-- TASK --
Images excluded, repeat each entry below exactly.

Segment Start: EXERCISE INPUTS

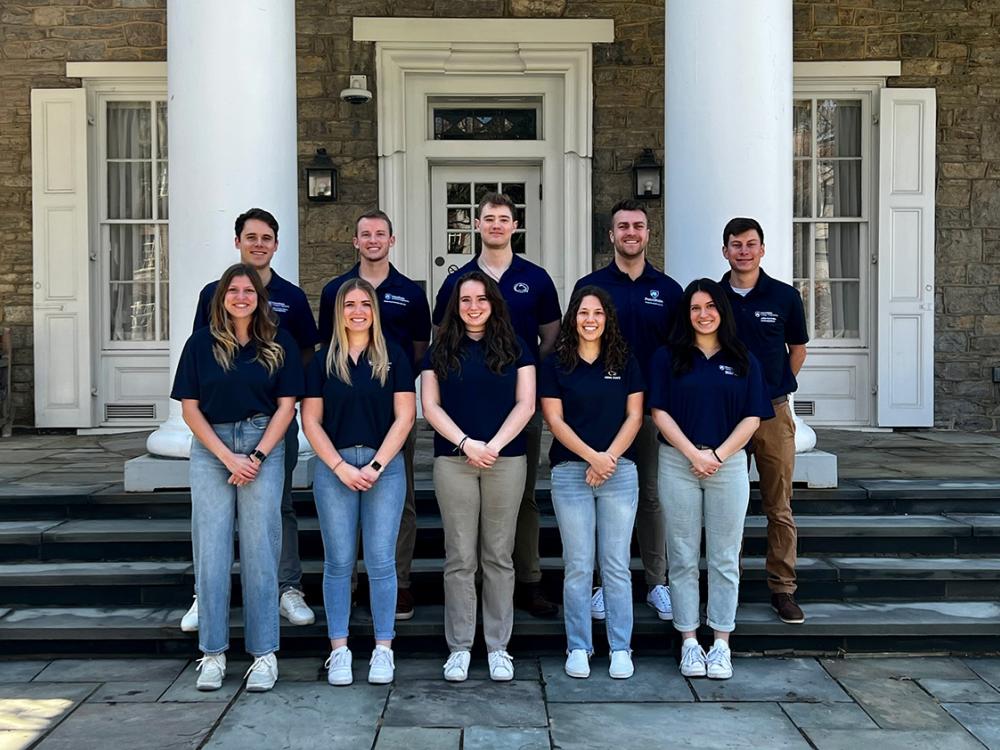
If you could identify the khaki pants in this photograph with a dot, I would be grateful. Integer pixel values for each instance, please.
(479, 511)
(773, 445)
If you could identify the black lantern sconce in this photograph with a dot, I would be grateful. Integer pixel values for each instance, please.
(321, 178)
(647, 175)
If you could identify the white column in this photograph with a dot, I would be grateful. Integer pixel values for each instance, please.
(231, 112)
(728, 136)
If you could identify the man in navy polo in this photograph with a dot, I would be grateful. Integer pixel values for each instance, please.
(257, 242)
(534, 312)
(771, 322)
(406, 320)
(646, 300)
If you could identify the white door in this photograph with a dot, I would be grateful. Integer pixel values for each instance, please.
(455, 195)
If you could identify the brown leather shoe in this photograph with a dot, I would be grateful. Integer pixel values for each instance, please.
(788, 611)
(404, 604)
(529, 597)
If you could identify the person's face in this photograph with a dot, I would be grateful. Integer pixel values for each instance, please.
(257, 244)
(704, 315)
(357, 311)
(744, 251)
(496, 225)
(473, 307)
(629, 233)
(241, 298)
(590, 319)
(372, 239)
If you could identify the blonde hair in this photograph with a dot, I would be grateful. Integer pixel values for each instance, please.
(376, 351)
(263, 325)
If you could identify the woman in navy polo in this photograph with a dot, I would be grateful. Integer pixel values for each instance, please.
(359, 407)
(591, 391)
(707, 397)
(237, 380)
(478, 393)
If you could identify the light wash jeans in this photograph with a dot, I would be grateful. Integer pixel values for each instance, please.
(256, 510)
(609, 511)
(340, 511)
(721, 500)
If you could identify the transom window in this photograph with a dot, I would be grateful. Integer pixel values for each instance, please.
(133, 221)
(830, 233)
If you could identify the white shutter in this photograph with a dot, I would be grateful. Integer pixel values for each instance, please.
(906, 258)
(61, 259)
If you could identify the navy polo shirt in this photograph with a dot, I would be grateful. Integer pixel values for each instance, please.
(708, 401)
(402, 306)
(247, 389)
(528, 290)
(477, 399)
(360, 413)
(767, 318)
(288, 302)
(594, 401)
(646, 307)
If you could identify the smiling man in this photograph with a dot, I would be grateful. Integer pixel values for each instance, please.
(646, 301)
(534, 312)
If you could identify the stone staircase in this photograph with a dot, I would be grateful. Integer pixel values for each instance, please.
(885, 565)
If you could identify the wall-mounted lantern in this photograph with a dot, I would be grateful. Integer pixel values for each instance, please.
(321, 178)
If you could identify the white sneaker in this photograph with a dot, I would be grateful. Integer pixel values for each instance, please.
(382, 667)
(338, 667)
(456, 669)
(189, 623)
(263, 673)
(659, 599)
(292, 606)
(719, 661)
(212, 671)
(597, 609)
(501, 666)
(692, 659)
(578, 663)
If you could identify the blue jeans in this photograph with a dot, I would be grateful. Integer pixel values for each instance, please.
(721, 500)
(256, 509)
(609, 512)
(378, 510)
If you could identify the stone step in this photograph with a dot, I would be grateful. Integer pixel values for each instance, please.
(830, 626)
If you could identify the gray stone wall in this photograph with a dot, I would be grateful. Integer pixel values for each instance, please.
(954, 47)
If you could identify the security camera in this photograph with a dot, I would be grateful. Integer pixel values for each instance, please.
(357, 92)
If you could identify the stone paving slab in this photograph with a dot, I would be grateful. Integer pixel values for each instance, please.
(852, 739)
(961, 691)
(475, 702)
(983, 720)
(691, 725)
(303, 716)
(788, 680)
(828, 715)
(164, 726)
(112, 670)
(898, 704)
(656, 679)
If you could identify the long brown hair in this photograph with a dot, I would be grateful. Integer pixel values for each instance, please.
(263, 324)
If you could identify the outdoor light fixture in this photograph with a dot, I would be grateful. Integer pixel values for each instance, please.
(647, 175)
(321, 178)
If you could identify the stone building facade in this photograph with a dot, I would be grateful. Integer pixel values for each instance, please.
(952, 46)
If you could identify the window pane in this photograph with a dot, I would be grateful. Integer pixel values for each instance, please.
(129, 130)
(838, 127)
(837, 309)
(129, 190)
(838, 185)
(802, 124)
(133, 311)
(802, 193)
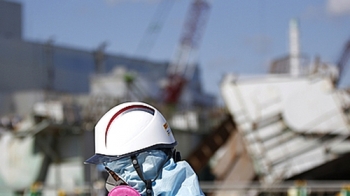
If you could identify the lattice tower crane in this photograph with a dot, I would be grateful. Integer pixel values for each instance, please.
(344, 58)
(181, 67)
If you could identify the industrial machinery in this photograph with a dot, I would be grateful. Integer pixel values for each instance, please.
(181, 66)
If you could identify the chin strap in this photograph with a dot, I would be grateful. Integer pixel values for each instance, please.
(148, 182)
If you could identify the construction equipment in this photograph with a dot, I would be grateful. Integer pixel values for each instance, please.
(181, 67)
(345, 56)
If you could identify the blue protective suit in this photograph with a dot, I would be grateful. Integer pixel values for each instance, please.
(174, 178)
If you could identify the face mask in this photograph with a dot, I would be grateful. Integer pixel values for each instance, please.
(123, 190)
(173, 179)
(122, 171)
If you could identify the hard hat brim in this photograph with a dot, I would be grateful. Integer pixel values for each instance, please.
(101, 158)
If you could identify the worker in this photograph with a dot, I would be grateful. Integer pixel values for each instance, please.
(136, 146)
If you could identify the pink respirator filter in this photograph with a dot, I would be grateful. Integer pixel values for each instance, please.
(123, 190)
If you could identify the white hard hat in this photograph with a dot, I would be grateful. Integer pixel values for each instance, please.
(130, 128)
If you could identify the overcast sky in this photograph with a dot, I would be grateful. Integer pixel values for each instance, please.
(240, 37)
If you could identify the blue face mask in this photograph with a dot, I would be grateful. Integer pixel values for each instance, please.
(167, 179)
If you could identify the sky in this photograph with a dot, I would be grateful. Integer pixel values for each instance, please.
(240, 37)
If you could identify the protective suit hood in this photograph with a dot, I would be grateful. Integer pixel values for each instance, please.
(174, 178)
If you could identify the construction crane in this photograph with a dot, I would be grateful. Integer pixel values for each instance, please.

Segment End: EXERCISE INPUTS

-- RESPONSE AREA --
If you could identify the khaki pants in this photograph with a dot, I would be grateful. Integer pixel values for each instance, please.
(479, 511)
(773, 445)
If you could identify the black lantern sconce in this photograph with a dot, I would be grateful. Integer pixel values for each instance, please.
(321, 178)
(647, 175)
If you could identify the white column in this photograph with a dot, I would be grateful. Integer pixel values for each instance, please.
(231, 112)
(728, 136)
If you could identify the man in navy polo in this photograph with a dot, I would be grateful. Integer pixel values for each instance, please.
(257, 242)
(534, 312)
(771, 322)
(406, 320)
(646, 300)
If you could identify the white door in this photograph with a dot, I would be grateful. Integer pixel values for each instance, please.
(455, 195)
If you could identify the brown leather shoe in this photograph with a dot, I would be grateful. Integer pixel values for each instance, please.
(788, 611)
(404, 604)
(529, 597)
If you could identify the person's face in this photograph with a dot, I would be grateful. Integer pixel values for each instance, please.
(257, 244)
(704, 315)
(357, 311)
(744, 251)
(496, 225)
(473, 307)
(629, 233)
(241, 298)
(590, 319)
(372, 239)
If you could identify the blonde hair in this photograph with a dot, I would be grateful. Integer pixel values for each instance, please.
(376, 351)
(263, 325)
If you could identify the woman in navy polo in this photograph with a dot, I would be grateful. Integer pixel values for each instance, please.
(359, 407)
(591, 391)
(707, 397)
(237, 380)
(478, 393)
If you could identify the light wash jeans in this photograph with a dot, I would be grateful. Integer pixel values for each instance, please.
(256, 510)
(609, 511)
(340, 511)
(721, 500)
If you could identify the transom window in this photograph with a dot, I would be grateful. Integer pixel values for each instance, please.
(133, 221)
(830, 233)
If you could identify the white shutter in this photograph with a dot, I would be grateful. Integer pixel values for each instance, please.
(906, 258)
(61, 259)
If you could identify the navy polo shirt in this photograph with a dot, I would be grateful. Integer pixel values for each instance, please.
(708, 401)
(402, 306)
(247, 389)
(528, 290)
(477, 399)
(360, 413)
(767, 318)
(288, 302)
(594, 401)
(646, 307)
If you could identify the smiling man in this photograph with a dot, I would be grateful. Integer pixel values for each instance, please.
(646, 301)
(534, 312)
If you could identify the stone staircase in this photograph with a dot, I would be grateful. Integer pixel values for each instance, please.
(885, 565)
If you could identify the wall-mounted lantern in this photograph with a dot, I would be grateful. Integer pixel values for each instance, please.
(321, 178)
If you could identify the white sneaker in this photograph with a dot, I would be grateful. Integer pixel values for each instance, please.
(382, 667)
(338, 667)
(456, 669)
(189, 623)
(263, 673)
(659, 599)
(292, 606)
(719, 661)
(212, 671)
(597, 609)
(501, 666)
(692, 659)
(578, 663)
If you could identify the blue jeans in this photograph with a dot, I would be grateful. Integer pixel values for each instance, please.
(721, 500)
(256, 509)
(609, 512)
(378, 510)
If you could identify the stone step in this photograph with a dot, I would be grateful. Integer pixel values for each instance, please.
(830, 626)
If you could identify the gray stone wall in this photograph with a dot, I would be grateful. Integer pixel values for each instance, please.
(954, 47)
If you could identify the security camera in this photograph with a dot, I would be grateful. Integer pixel values for each instance, please.
(357, 92)
If you could identify the stone paving slab in this photograph with a dot, I would be grateful. Integer pixel values for each instance, please.
(852, 739)
(961, 691)
(475, 702)
(983, 720)
(691, 725)
(303, 716)
(788, 680)
(828, 715)
(164, 726)
(112, 670)
(898, 704)
(656, 679)
If you could identify the long brown hair in this photograph with a dot, I would be grateful. Integer pixel values for each instance, please.
(263, 324)
If you could identify the outdoor light fixture in this photograph with a dot, I would be grateful. Integer pixel values for each instance, please.
(647, 175)
(321, 178)
If you could identify the stone building facade in this photograph with a dot, I would be grateful. Integer pixel values for each instance, please.
(952, 46)
If you could identify the window pane in this photograph with a dot, I would be grateful. Integer pixel values for each instance, please.
(129, 130)
(838, 127)
(837, 309)
(129, 190)
(838, 185)
(802, 124)
(133, 311)
(802, 193)
If you could identify the lattice tower crane in this photograph with a dot, I would be grateful. Integer pixel values for each instance, please.
(344, 58)
(181, 67)
If you could identify the industrial machinery in this photograph with a dot, I would be grateful. Integer pixel values for each instance, please.
(181, 66)
If you could identify the chin strap in this photograph with a dot, I would be grateful. Integer pixel values for each instance, please.
(148, 182)
If you could identify the construction equipment in this photograph with a dot, I would be grateful. Integer pixel values for each instance, please.
(181, 67)
(345, 56)
If you could identify the blue protective suit in this photograph with a dot, I would be grateful. Integer pixel values for each instance, please.
(174, 178)
If you could identify the face mask in this photograph with a dot, I would be grateful. Integer pixel values for each instance, please.
(123, 190)
(173, 179)
(122, 171)
If you could identify the hard hat brim in this photograph with a dot, I would be grateful. Integer pixel values for each instance, please.
(101, 158)
If you could identify the worker in this photograph with a dot, I would be grateful. Integer pixel values for each instance, please.
(136, 146)
If you could identify the pink respirator filter in this photograph with a dot, I would be grateful. Integer pixel values for each instance, please.
(123, 190)
If you could identify the white hard hat in this photograph with a dot, I would be grateful. Integer pixel values for each instance, please.
(130, 128)
If you could identify the overcast sky in this photograph with a dot, I would be grateful. Integer pixel values for each instance, please.
(240, 37)
If you could identify the blue face mask in this photograph with a dot, I would be grateful. Integer pixel values for each instance, please.
(167, 179)
If you could identify the sky in this photograph with a dot, I would be grateful. Integer pixel values for each instance, please.
(240, 37)
If you could identify the protective suit hood in this photograph with a dot, I would be grateful. Integer pixel values for each instance, please.
(174, 178)
If you could identify the construction crane in this photograph with a dot, I would be grateful. Integer pixel values for each instance, please.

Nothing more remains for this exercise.